**INFORMATION GIVEN:**

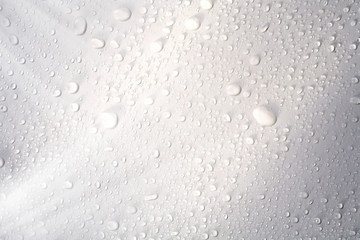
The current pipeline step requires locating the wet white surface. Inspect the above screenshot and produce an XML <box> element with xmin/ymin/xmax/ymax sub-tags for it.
<box><xmin>0</xmin><ymin>0</ymin><xmax>360</xmax><ymax>240</ymax></box>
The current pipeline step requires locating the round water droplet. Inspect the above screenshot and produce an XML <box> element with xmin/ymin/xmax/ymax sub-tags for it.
<box><xmin>200</xmin><ymin>0</ymin><xmax>213</xmax><ymax>10</ymax></box>
<box><xmin>73</xmin><ymin>17</ymin><xmax>87</xmax><ymax>35</ymax></box>
<box><xmin>9</xmin><ymin>35</ymin><xmax>19</xmax><ymax>45</ymax></box>
<box><xmin>298</xmin><ymin>192</ymin><xmax>309</xmax><ymax>199</ymax></box>
<box><xmin>113</xmin><ymin>8</ymin><xmax>131</xmax><ymax>22</ymax></box>
<box><xmin>107</xmin><ymin>220</ymin><xmax>119</xmax><ymax>231</ymax></box>
<box><xmin>253</xmin><ymin>106</ymin><xmax>276</xmax><ymax>126</ymax></box>
<box><xmin>67</xmin><ymin>82</ymin><xmax>79</xmax><ymax>94</ymax></box>
<box><xmin>185</xmin><ymin>17</ymin><xmax>200</xmax><ymax>31</ymax></box>
<box><xmin>249</xmin><ymin>55</ymin><xmax>261</xmax><ymax>66</ymax></box>
<box><xmin>349</xmin><ymin>96</ymin><xmax>360</xmax><ymax>105</ymax></box>
<box><xmin>91</xmin><ymin>38</ymin><xmax>105</xmax><ymax>49</ymax></box>
<box><xmin>100</xmin><ymin>112</ymin><xmax>118</xmax><ymax>129</ymax></box>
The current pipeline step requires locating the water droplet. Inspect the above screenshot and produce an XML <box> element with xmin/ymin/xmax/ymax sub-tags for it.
<box><xmin>107</xmin><ymin>220</ymin><xmax>119</xmax><ymax>231</ymax></box>
<box><xmin>113</xmin><ymin>7</ymin><xmax>131</xmax><ymax>22</ymax></box>
<box><xmin>144</xmin><ymin>193</ymin><xmax>159</xmax><ymax>201</ymax></box>
<box><xmin>9</xmin><ymin>35</ymin><xmax>19</xmax><ymax>45</ymax></box>
<box><xmin>253</xmin><ymin>106</ymin><xmax>276</xmax><ymax>126</ymax></box>
<box><xmin>73</xmin><ymin>17</ymin><xmax>87</xmax><ymax>35</ymax></box>
<box><xmin>91</xmin><ymin>38</ymin><xmax>105</xmax><ymax>49</ymax></box>
<box><xmin>185</xmin><ymin>17</ymin><xmax>200</xmax><ymax>31</ymax></box>
<box><xmin>67</xmin><ymin>82</ymin><xmax>79</xmax><ymax>94</ymax></box>
<box><xmin>226</xmin><ymin>83</ymin><xmax>241</xmax><ymax>96</ymax></box>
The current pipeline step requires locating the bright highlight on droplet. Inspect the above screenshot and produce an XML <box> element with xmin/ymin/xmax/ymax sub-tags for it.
<box><xmin>200</xmin><ymin>0</ymin><xmax>213</xmax><ymax>10</ymax></box>
<box><xmin>226</xmin><ymin>83</ymin><xmax>241</xmax><ymax>96</ymax></box>
<box><xmin>185</xmin><ymin>17</ymin><xmax>200</xmax><ymax>31</ymax></box>
<box><xmin>113</xmin><ymin>8</ymin><xmax>131</xmax><ymax>22</ymax></box>
<box><xmin>253</xmin><ymin>106</ymin><xmax>276</xmax><ymax>126</ymax></box>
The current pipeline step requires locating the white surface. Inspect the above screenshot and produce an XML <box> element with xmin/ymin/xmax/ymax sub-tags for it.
<box><xmin>0</xmin><ymin>0</ymin><xmax>360</xmax><ymax>240</ymax></box>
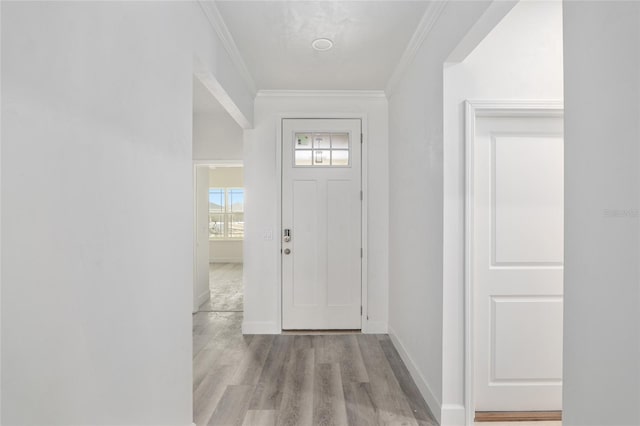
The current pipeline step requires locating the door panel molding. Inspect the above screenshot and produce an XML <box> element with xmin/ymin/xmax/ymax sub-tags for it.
<box><xmin>464</xmin><ymin>100</ymin><xmax>564</xmax><ymax>425</ymax></box>
<box><xmin>273</xmin><ymin>112</ymin><xmax>370</xmax><ymax>333</ymax></box>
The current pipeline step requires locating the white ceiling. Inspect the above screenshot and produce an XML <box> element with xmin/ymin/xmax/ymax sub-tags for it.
<box><xmin>215</xmin><ymin>0</ymin><xmax>429</xmax><ymax>90</ymax></box>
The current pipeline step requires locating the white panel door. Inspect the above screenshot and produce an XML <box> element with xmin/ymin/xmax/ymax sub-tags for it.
<box><xmin>281</xmin><ymin>119</ymin><xmax>362</xmax><ymax>330</ymax></box>
<box><xmin>472</xmin><ymin>112</ymin><xmax>564</xmax><ymax>411</ymax></box>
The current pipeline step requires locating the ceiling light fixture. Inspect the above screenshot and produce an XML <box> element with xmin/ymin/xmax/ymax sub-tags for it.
<box><xmin>311</xmin><ymin>38</ymin><xmax>333</xmax><ymax>52</ymax></box>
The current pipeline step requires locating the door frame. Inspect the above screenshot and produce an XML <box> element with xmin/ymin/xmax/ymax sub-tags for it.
<box><xmin>273</xmin><ymin>113</ymin><xmax>369</xmax><ymax>333</ymax></box>
<box><xmin>464</xmin><ymin>100</ymin><xmax>564</xmax><ymax>425</ymax></box>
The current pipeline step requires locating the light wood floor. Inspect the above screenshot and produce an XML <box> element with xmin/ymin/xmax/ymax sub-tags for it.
<box><xmin>198</xmin><ymin>263</ymin><xmax>244</xmax><ymax>312</ymax></box>
<box><xmin>193</xmin><ymin>312</ymin><xmax>437</xmax><ymax>426</ymax></box>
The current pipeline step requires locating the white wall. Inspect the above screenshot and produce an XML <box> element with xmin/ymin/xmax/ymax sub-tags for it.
<box><xmin>209</xmin><ymin>166</ymin><xmax>244</xmax><ymax>263</ymax></box>
<box><xmin>193</xmin><ymin>166</ymin><xmax>211</xmax><ymax>312</ymax></box>
<box><xmin>562</xmin><ymin>1</ymin><xmax>640</xmax><ymax>426</ymax></box>
<box><xmin>1</xmin><ymin>2</ymin><xmax>252</xmax><ymax>426</ymax></box>
<box><xmin>389</xmin><ymin>1</ymin><xmax>489</xmax><ymax>419</ymax></box>
<box><xmin>442</xmin><ymin>1</ymin><xmax>563</xmax><ymax>424</ymax></box>
<box><xmin>243</xmin><ymin>92</ymin><xmax>389</xmax><ymax>333</ymax></box>
<box><xmin>193</xmin><ymin>111</ymin><xmax>243</xmax><ymax>161</ymax></box>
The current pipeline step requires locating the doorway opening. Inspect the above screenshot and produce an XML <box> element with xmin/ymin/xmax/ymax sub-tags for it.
<box><xmin>278</xmin><ymin>117</ymin><xmax>366</xmax><ymax>330</ymax></box>
<box><xmin>465</xmin><ymin>101</ymin><xmax>564</xmax><ymax>422</ymax></box>
<box><xmin>196</xmin><ymin>163</ymin><xmax>245</xmax><ymax>312</ymax></box>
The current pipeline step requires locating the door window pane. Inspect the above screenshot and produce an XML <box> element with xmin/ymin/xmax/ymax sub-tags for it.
<box><xmin>331</xmin><ymin>149</ymin><xmax>349</xmax><ymax>166</ymax></box>
<box><xmin>313</xmin><ymin>133</ymin><xmax>331</xmax><ymax>149</ymax></box>
<box><xmin>331</xmin><ymin>133</ymin><xmax>349</xmax><ymax>149</ymax></box>
<box><xmin>293</xmin><ymin>132</ymin><xmax>351</xmax><ymax>167</ymax></box>
<box><xmin>295</xmin><ymin>150</ymin><xmax>312</xmax><ymax>166</ymax></box>
<box><xmin>209</xmin><ymin>188</ymin><xmax>225</xmax><ymax>212</ymax></box>
<box><xmin>295</xmin><ymin>133</ymin><xmax>313</xmax><ymax>149</ymax></box>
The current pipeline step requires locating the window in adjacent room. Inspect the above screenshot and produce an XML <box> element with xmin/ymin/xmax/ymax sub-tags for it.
<box><xmin>209</xmin><ymin>188</ymin><xmax>244</xmax><ymax>240</ymax></box>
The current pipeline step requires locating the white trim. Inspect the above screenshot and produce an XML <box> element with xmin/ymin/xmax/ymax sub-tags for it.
<box><xmin>198</xmin><ymin>0</ymin><xmax>256</xmax><ymax>96</ymax></box>
<box><xmin>385</xmin><ymin>0</ymin><xmax>449</xmax><ymax>96</ymax></box>
<box><xmin>274</xmin><ymin>113</ymin><xmax>375</xmax><ymax>333</ymax></box>
<box><xmin>440</xmin><ymin>404</ymin><xmax>466</xmax><ymax>426</ymax></box>
<box><xmin>193</xmin><ymin>160</ymin><xmax>244</xmax><ymax>167</ymax></box>
<box><xmin>256</xmin><ymin>90</ymin><xmax>386</xmax><ymax>98</ymax></box>
<box><xmin>242</xmin><ymin>321</ymin><xmax>281</xmax><ymax>334</ymax></box>
<box><xmin>193</xmin><ymin>289</ymin><xmax>211</xmax><ymax>313</ymax></box>
<box><xmin>464</xmin><ymin>100</ymin><xmax>564</xmax><ymax>425</ymax></box>
<box><xmin>209</xmin><ymin>257</ymin><xmax>243</xmax><ymax>265</ymax></box>
<box><xmin>362</xmin><ymin>320</ymin><xmax>389</xmax><ymax>334</ymax></box>
<box><xmin>440</xmin><ymin>404</ymin><xmax>466</xmax><ymax>426</ymax></box>
<box><xmin>389</xmin><ymin>327</ymin><xmax>442</xmax><ymax>424</ymax></box>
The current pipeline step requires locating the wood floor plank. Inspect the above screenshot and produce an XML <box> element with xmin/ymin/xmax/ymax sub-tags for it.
<box><xmin>358</xmin><ymin>334</ymin><xmax>418</xmax><ymax>426</ymax></box>
<box><xmin>209</xmin><ymin>385</ymin><xmax>253</xmax><ymax>426</ymax></box>
<box><xmin>313</xmin><ymin>334</ymin><xmax>369</xmax><ymax>383</ymax></box>
<box><xmin>250</xmin><ymin>336</ymin><xmax>294</xmax><ymax>410</ymax></box>
<box><xmin>193</xmin><ymin>365</ymin><xmax>235</xmax><ymax>426</ymax></box>
<box><xmin>313</xmin><ymin>363</ymin><xmax>347</xmax><ymax>426</ymax></box>
<box><xmin>474</xmin><ymin>411</ymin><xmax>562</xmax><ymax>423</ymax></box>
<box><xmin>232</xmin><ymin>334</ymin><xmax>274</xmax><ymax>385</ymax></box>
<box><xmin>378</xmin><ymin>338</ymin><xmax>438</xmax><ymax>426</ymax></box>
<box><xmin>276</xmin><ymin>348</ymin><xmax>314</xmax><ymax>426</ymax></box>
<box><xmin>242</xmin><ymin>410</ymin><xmax>276</xmax><ymax>426</ymax></box>
<box><xmin>342</xmin><ymin>382</ymin><xmax>377</xmax><ymax>426</ymax></box>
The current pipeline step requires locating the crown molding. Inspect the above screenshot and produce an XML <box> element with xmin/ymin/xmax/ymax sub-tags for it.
<box><xmin>198</xmin><ymin>0</ymin><xmax>257</xmax><ymax>96</ymax></box>
<box><xmin>385</xmin><ymin>0</ymin><xmax>449</xmax><ymax>96</ymax></box>
<box><xmin>256</xmin><ymin>90</ymin><xmax>386</xmax><ymax>99</ymax></box>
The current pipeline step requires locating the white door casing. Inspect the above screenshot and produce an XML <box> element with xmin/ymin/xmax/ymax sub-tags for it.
<box><xmin>280</xmin><ymin>119</ymin><xmax>362</xmax><ymax>330</ymax></box>
<box><xmin>467</xmin><ymin>104</ymin><xmax>564</xmax><ymax>411</ymax></box>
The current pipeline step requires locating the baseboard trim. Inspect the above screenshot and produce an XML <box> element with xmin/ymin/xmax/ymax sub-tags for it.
<box><xmin>440</xmin><ymin>404</ymin><xmax>467</xmax><ymax>426</ymax></box>
<box><xmin>388</xmin><ymin>326</ymin><xmax>446</xmax><ymax>426</ymax></box>
<box><xmin>474</xmin><ymin>411</ymin><xmax>562</xmax><ymax>423</ymax></box>
<box><xmin>362</xmin><ymin>321</ymin><xmax>389</xmax><ymax>334</ymax></box>
<box><xmin>193</xmin><ymin>290</ymin><xmax>211</xmax><ymax>313</ymax></box>
<box><xmin>242</xmin><ymin>321</ymin><xmax>282</xmax><ymax>334</ymax></box>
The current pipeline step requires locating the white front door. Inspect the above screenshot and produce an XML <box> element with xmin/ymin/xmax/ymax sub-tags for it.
<box><xmin>281</xmin><ymin>119</ymin><xmax>362</xmax><ymax>330</ymax></box>
<box><xmin>471</xmin><ymin>111</ymin><xmax>564</xmax><ymax>411</ymax></box>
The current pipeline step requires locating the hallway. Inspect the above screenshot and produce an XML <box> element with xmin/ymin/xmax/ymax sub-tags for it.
<box><xmin>193</xmin><ymin>312</ymin><xmax>437</xmax><ymax>426</ymax></box>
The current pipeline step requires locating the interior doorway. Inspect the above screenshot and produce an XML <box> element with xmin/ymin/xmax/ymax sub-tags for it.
<box><xmin>193</xmin><ymin>76</ymin><xmax>245</xmax><ymax>316</ymax></box>
<box><xmin>196</xmin><ymin>162</ymin><xmax>245</xmax><ymax>312</ymax></box>
<box><xmin>466</xmin><ymin>102</ymin><xmax>564</xmax><ymax>421</ymax></box>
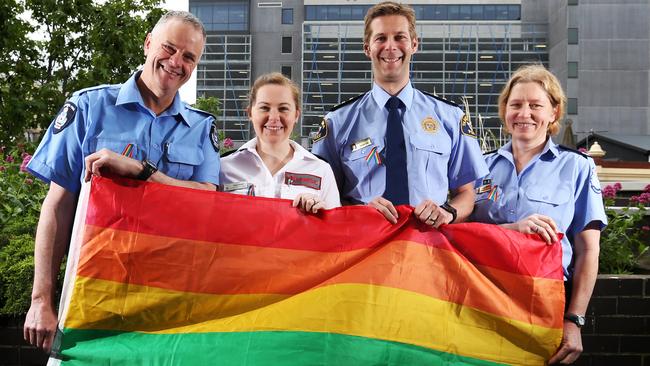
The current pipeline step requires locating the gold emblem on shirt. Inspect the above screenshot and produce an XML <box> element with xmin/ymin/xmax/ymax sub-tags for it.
<box><xmin>422</xmin><ymin>117</ymin><xmax>440</xmax><ymax>134</ymax></box>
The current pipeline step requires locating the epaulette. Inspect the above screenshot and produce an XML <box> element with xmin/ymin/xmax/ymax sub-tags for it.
<box><xmin>183</xmin><ymin>102</ymin><xmax>217</xmax><ymax>119</ymax></box>
<box><xmin>72</xmin><ymin>84</ymin><xmax>116</xmax><ymax>96</ymax></box>
<box><xmin>330</xmin><ymin>92</ymin><xmax>368</xmax><ymax>112</ymax></box>
<box><xmin>557</xmin><ymin>145</ymin><xmax>589</xmax><ymax>159</ymax></box>
<box><xmin>420</xmin><ymin>90</ymin><xmax>460</xmax><ymax>108</ymax></box>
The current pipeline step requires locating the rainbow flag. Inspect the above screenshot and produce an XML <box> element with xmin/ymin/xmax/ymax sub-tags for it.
<box><xmin>50</xmin><ymin>178</ymin><xmax>564</xmax><ymax>365</ymax></box>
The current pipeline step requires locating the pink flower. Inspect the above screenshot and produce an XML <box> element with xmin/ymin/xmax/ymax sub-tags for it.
<box><xmin>20</xmin><ymin>153</ymin><xmax>32</xmax><ymax>173</ymax></box>
<box><xmin>223</xmin><ymin>137</ymin><xmax>235</xmax><ymax>149</ymax></box>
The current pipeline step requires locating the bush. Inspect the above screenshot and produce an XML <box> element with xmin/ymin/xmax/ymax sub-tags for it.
<box><xmin>0</xmin><ymin>144</ymin><xmax>48</xmax><ymax>314</ymax></box>
<box><xmin>599</xmin><ymin>183</ymin><xmax>650</xmax><ymax>274</ymax></box>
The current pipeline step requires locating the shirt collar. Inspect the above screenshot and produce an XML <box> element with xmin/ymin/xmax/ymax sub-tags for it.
<box><xmin>371</xmin><ymin>81</ymin><xmax>414</xmax><ymax>110</ymax></box>
<box><xmin>237</xmin><ymin>137</ymin><xmax>312</xmax><ymax>160</ymax></box>
<box><xmin>115</xmin><ymin>71</ymin><xmax>191</xmax><ymax>125</ymax></box>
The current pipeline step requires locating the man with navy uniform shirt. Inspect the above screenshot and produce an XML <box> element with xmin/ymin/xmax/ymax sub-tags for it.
<box><xmin>312</xmin><ymin>2</ymin><xmax>488</xmax><ymax>227</ymax></box>
<box><xmin>24</xmin><ymin>11</ymin><xmax>219</xmax><ymax>351</ymax></box>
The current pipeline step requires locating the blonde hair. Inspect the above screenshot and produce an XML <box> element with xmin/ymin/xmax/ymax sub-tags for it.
<box><xmin>499</xmin><ymin>64</ymin><xmax>566</xmax><ymax>136</ymax></box>
<box><xmin>363</xmin><ymin>1</ymin><xmax>417</xmax><ymax>44</ymax></box>
<box><xmin>248</xmin><ymin>72</ymin><xmax>300</xmax><ymax>110</ymax></box>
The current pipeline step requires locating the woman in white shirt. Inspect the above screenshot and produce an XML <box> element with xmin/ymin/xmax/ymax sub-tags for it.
<box><xmin>220</xmin><ymin>73</ymin><xmax>341</xmax><ymax>213</ymax></box>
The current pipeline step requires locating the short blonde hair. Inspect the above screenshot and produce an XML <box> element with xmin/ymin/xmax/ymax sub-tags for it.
<box><xmin>248</xmin><ymin>72</ymin><xmax>300</xmax><ymax>110</ymax></box>
<box><xmin>363</xmin><ymin>1</ymin><xmax>418</xmax><ymax>44</ymax></box>
<box><xmin>499</xmin><ymin>64</ymin><xmax>566</xmax><ymax>136</ymax></box>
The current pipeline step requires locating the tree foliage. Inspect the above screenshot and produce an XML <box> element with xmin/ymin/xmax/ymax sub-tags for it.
<box><xmin>0</xmin><ymin>0</ymin><xmax>163</xmax><ymax>142</ymax></box>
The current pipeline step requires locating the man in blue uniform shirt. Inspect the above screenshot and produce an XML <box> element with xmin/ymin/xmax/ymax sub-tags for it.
<box><xmin>24</xmin><ymin>12</ymin><xmax>219</xmax><ymax>351</ymax></box>
<box><xmin>313</xmin><ymin>2</ymin><xmax>488</xmax><ymax>227</ymax></box>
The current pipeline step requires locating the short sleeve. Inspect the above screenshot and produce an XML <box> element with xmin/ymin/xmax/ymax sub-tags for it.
<box><xmin>27</xmin><ymin>94</ymin><xmax>88</xmax><ymax>193</ymax></box>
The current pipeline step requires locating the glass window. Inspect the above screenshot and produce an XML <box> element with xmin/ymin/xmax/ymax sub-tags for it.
<box><xmin>282</xmin><ymin>66</ymin><xmax>291</xmax><ymax>79</ymax></box>
<box><xmin>567</xmin><ymin>98</ymin><xmax>578</xmax><ymax>114</ymax></box>
<box><xmin>282</xmin><ymin>8</ymin><xmax>293</xmax><ymax>24</ymax></box>
<box><xmin>282</xmin><ymin>37</ymin><xmax>293</xmax><ymax>53</ymax></box>
<box><xmin>567</xmin><ymin>28</ymin><xmax>578</xmax><ymax>44</ymax></box>
<box><xmin>567</xmin><ymin>62</ymin><xmax>578</xmax><ymax>79</ymax></box>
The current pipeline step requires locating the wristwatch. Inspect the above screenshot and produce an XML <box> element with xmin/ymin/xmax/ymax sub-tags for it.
<box><xmin>136</xmin><ymin>159</ymin><xmax>158</xmax><ymax>180</ymax></box>
<box><xmin>440</xmin><ymin>202</ymin><xmax>458</xmax><ymax>224</ymax></box>
<box><xmin>564</xmin><ymin>313</ymin><xmax>585</xmax><ymax>328</ymax></box>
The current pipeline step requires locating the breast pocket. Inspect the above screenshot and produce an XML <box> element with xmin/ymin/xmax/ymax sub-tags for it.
<box><xmin>409</xmin><ymin>134</ymin><xmax>451</xmax><ymax>197</ymax></box>
<box><xmin>163</xmin><ymin>143</ymin><xmax>204</xmax><ymax>180</ymax></box>
<box><xmin>526</xmin><ymin>183</ymin><xmax>572</xmax><ymax>217</ymax></box>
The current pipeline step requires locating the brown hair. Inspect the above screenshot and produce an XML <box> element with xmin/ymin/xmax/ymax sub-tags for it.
<box><xmin>248</xmin><ymin>72</ymin><xmax>300</xmax><ymax>110</ymax></box>
<box><xmin>499</xmin><ymin>64</ymin><xmax>566</xmax><ymax>136</ymax></box>
<box><xmin>363</xmin><ymin>1</ymin><xmax>418</xmax><ymax>44</ymax></box>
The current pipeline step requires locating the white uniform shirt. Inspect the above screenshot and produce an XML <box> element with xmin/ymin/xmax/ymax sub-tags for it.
<box><xmin>220</xmin><ymin>137</ymin><xmax>341</xmax><ymax>209</ymax></box>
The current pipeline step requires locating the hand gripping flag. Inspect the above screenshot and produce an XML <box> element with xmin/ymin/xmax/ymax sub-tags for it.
<box><xmin>50</xmin><ymin>178</ymin><xmax>564</xmax><ymax>365</ymax></box>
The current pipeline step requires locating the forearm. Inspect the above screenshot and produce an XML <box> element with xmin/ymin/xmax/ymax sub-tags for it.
<box><xmin>449</xmin><ymin>183</ymin><xmax>475</xmax><ymax>223</ymax></box>
<box><xmin>32</xmin><ymin>183</ymin><xmax>76</xmax><ymax>305</ymax></box>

**DESCRIPTION OF THE TASK:** Reproduce word for word every line from the one containing "The current pipeline step requires locating the wristwatch." through the last line of the items, including both of those lines.

**EXERCISE SOLUTION:**
The current pipeline step requires locating the wristwatch. Inspect the above screenshot and produce an XML <box> element with xmin/ymin/xmax/ymax sub-tags for it.
<box><xmin>136</xmin><ymin>159</ymin><xmax>158</xmax><ymax>180</ymax></box>
<box><xmin>440</xmin><ymin>202</ymin><xmax>458</xmax><ymax>224</ymax></box>
<box><xmin>564</xmin><ymin>313</ymin><xmax>585</xmax><ymax>328</ymax></box>
The current pipeline step requires locating the breast pocket. Inspect the above screenshot and produce an XML <box> element with xmin/ymin/xmax/ymax sub-tags for it.
<box><xmin>409</xmin><ymin>134</ymin><xmax>451</xmax><ymax>197</ymax></box>
<box><xmin>163</xmin><ymin>143</ymin><xmax>204</xmax><ymax>180</ymax></box>
<box><xmin>526</xmin><ymin>183</ymin><xmax>572</xmax><ymax>217</ymax></box>
The current pipeline step requires locating the brown hair. Inspect the above screenshot and produce an XML <box> element with xmin/ymin/xmax/ymax sub-tags for it.
<box><xmin>248</xmin><ymin>72</ymin><xmax>300</xmax><ymax>110</ymax></box>
<box><xmin>499</xmin><ymin>64</ymin><xmax>566</xmax><ymax>136</ymax></box>
<box><xmin>363</xmin><ymin>1</ymin><xmax>418</xmax><ymax>44</ymax></box>
The current pipeline step requires locating the white uniform shirt. Inspect the above screenshot and produce an XML <box> element with xmin/ymin/xmax/ymax sub-tags for it.
<box><xmin>220</xmin><ymin>137</ymin><xmax>341</xmax><ymax>209</ymax></box>
The current pipeline step requires locating the hand gripping flag. Inspect the above screenshot and produce an XML <box> element with xmin/ymin/xmax/ymax sub-tags for it.
<box><xmin>50</xmin><ymin>178</ymin><xmax>564</xmax><ymax>365</ymax></box>
The current pipeline step requires locating the forearm. Inspect the above screenshot and produce an XML <box> element with xmin/ymin/xmax/ymax sub-tags for it.
<box><xmin>449</xmin><ymin>183</ymin><xmax>475</xmax><ymax>223</ymax></box>
<box><xmin>32</xmin><ymin>183</ymin><xmax>76</xmax><ymax>305</ymax></box>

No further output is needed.